### WORK INSTRUCTION 1
Translate this sentence from the brand-building playbook into Spanish: "Before we get into the framework, it’s worth pausing on who this guy is and why his opinion on CPG actually matters."
### WORK INSTRUCTION 2
Set down the passage of the brand-building playbook word for word, starting at "So instead: I’m" and ending at "sea of sameness?".

### SELECTED EXCERPT
The 5-step brand building playbook

From one of the most successful CPG founders

One of the great annoyances in life is knowing there is music, art, ideas and people I will probably never be exposed to.

It’s a dumb FOMO thought experiment if you stare at it too long…
but imagine there’s a band you would become obsessed with - if only you knew they existed.

Podcasts are like that too.

So today’s edition steals a killer concept from a legendary operator that you probably won’t get around to listening to.

Eric Ryan (co-founder of Method, Olly, Welly, etc.) did a 90-minute episode on My First Million and casually dropped a playbook that has created billions in CPG value.

If I told you to “add it to your queue”, it would die next to 8,140 other recommendations.

So instead: I’m just going to give you the best part.

If you read supergoods, you will love this.

This edition of supergoods is brought to you by Mind Control - the branding and packaging studio behind this newsletter.

Are you lost in a sea of sameness?

Mind Control helps CPG brands find the one big change that makes them look obvious on shelf - then we design it, test it, and get it ready for real buyers.

If your next launch deserves better than “just another SKU”, hit reply with “sea of sameness” and I’ll send you a few ways we could flip your aisle.

Who the hell is Eric Ryan?

Before we get into the framework, it’s worth pausing on who this guy is and why his opinion on CPG actually matters.

Eric Ryan is the guy behind a bunch of brands you’ve literally walked past (or bought) a hundred times:

  • Co-founder of Method (soap)

  • Co-founder of Olly (vitamins)

  • Co-founder of Welly (bandages)

  • Plus a handful of other plays – and now a VC fund focused on consumer

The common thread?

All of them launched into mature, boring, “already taken” categories.
All of them turned into monsters.

### EXTRACTED DATA
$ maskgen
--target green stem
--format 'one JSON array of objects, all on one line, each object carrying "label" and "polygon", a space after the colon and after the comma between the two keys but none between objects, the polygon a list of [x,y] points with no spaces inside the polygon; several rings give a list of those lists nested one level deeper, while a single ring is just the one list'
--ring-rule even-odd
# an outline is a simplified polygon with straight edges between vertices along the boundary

### ANSWER AREA 1
Antes de entrar en el marco, vale la pena detenerse en quién es este tipo y por qué su opinión sobre CPG realmente importa.

### ANSWER AREA 2
So instead: I’m just going to give you the best part.

If you read supergoods, you will love this.

This edition of supergoods is brought to you by Mind Control - the branding and packaging studio behind this newsletter.

Are you lost in a sea of sameness?